▸ Parts of the exercise:
A. Answer these questions about the blog post:
(i) When did the writer arrive in Lima?
(ii) How long did the writer first think the stay would last?
(iii) How long has the writer been trying to write this post?
B. Write out the blog post between "1 year, 6 months" and "am still here.", inclusive.

▸ Text:
+ + + + +

1 year, 6 months days 21 days.
I never imagined I would be writing that number when I arrived in Lima in January of 2016. In fact I thought I would only be staying here for 6 months, but I guess South America had other ideas for me and, as it would appear, I am still here.
Life is all about the consistent peaks and plummets. We wouldn’t learn or grow without them; and I sure have had a chance to pass through some incredible peaks, and some challenging plummets while I have been here.
Evidently, to get to the peak you are always going to have to plummet to some extent.
From my personal experience I find that, as you keep moving forward and learning, your perspective changes, and where you used to associate these plummet’s with falling hard, the effect that they have on you diminishes, and they just become a part of the learning process.
(Ok I have definitely reached the limit of the word ‘plummit’ for this post, nice word though. PLUMMIT, enjoy saying that a few times before you continue reading)
It is interesting to begin writing this blog again after so long.
I have actually been trying to write this post for months, but I felt it quite difficult to finish.
I felt that I didn’t have a lot that was worth saying. Words become redundant after a while. There is so much talk in our modern day society, so much talk that has no depth. Words that are simply put out there to create controversy, negativity, or even just divert attention from what the real issues are.

+ + + + +

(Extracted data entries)
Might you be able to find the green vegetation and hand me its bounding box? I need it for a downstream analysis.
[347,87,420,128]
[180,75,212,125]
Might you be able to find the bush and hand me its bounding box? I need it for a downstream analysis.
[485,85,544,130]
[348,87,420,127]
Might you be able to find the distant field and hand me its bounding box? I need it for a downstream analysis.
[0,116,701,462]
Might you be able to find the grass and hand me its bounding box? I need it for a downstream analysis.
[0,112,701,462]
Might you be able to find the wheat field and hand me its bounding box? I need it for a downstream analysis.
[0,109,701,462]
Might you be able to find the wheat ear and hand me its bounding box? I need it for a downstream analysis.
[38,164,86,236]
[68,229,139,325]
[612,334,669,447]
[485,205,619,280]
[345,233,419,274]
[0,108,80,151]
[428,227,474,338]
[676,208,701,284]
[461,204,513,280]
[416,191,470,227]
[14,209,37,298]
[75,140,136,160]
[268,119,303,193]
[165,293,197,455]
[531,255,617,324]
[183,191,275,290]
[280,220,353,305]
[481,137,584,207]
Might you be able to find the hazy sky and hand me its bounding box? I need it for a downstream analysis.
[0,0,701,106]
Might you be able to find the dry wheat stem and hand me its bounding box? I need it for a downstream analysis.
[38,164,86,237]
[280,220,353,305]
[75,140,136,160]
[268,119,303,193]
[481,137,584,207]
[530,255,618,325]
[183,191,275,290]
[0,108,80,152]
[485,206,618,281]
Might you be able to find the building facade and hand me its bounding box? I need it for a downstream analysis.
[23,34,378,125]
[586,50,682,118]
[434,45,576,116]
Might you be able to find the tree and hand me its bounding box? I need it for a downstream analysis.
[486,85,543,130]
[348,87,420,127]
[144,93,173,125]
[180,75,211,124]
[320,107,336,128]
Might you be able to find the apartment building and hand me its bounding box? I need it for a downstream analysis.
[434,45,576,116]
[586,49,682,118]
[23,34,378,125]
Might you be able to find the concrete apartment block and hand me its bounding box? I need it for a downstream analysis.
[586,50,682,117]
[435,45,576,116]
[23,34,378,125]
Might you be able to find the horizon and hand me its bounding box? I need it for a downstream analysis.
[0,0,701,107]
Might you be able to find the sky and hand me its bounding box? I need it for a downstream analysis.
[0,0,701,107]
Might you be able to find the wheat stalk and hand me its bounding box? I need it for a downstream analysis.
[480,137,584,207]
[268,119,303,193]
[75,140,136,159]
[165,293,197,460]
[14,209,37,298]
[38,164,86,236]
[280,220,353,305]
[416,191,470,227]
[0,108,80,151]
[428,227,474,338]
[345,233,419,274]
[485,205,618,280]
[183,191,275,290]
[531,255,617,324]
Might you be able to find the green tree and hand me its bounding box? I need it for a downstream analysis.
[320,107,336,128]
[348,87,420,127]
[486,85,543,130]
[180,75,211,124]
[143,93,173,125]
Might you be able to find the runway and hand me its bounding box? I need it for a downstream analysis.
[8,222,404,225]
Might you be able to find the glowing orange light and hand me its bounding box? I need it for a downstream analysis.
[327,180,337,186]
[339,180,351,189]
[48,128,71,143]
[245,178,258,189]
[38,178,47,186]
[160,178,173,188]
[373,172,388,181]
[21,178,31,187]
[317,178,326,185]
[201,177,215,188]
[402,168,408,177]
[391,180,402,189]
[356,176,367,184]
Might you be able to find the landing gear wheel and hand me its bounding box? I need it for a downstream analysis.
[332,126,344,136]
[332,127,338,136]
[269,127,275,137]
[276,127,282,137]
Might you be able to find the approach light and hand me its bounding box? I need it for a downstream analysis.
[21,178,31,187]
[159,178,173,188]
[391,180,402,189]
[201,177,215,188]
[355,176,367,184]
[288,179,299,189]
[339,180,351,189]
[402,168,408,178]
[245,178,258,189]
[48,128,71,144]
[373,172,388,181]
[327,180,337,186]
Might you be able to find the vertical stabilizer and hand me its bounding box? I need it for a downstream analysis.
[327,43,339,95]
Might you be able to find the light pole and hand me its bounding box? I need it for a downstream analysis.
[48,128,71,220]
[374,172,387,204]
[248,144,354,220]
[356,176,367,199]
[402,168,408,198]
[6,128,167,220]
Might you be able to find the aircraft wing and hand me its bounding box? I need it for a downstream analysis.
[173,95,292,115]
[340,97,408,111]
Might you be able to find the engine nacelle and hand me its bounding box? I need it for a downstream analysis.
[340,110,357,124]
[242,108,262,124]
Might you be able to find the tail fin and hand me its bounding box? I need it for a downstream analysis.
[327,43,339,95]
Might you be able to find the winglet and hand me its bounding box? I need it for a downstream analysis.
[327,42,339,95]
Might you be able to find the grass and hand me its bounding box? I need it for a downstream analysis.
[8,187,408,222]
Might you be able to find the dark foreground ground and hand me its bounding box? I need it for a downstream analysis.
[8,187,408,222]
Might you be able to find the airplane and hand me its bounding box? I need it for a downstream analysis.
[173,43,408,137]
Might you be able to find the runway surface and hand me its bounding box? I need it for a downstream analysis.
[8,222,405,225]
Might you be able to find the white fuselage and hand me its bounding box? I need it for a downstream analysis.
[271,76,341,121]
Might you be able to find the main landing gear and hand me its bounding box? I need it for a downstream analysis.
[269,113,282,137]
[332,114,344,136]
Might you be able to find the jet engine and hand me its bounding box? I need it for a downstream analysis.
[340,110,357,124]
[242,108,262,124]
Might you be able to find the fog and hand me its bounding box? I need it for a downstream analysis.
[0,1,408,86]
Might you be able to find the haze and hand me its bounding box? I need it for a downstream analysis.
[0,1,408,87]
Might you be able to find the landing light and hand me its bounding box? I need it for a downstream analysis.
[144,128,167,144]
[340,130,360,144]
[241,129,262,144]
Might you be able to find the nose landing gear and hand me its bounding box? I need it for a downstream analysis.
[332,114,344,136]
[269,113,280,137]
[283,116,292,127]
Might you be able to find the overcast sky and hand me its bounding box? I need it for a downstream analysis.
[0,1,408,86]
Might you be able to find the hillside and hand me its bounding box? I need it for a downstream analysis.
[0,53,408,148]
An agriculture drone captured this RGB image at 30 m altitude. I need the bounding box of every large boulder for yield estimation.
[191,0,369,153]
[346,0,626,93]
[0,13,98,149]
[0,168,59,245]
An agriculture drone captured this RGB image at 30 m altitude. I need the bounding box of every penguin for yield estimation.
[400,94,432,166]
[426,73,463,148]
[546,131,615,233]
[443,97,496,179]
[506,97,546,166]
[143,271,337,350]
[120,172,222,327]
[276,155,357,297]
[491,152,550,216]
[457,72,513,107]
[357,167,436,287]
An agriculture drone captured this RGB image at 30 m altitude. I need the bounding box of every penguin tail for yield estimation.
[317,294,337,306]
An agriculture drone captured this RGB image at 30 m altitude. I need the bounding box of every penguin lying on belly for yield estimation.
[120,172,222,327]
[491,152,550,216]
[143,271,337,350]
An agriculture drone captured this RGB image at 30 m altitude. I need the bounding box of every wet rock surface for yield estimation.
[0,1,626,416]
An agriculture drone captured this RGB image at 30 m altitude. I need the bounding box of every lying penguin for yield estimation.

+ + + + +

▸ Answers per task:
A.
(i) January of 2016
(ii) 6 months
(iii) For months

B.
1 year, 6 months days 21 days.
I never imagined I would be writing that number when I arrived in Lima in January of 2016. In fact I thought I would only be staying here for 6 months, but I guess South America had other ideas for me and, as it would appear, I am still here.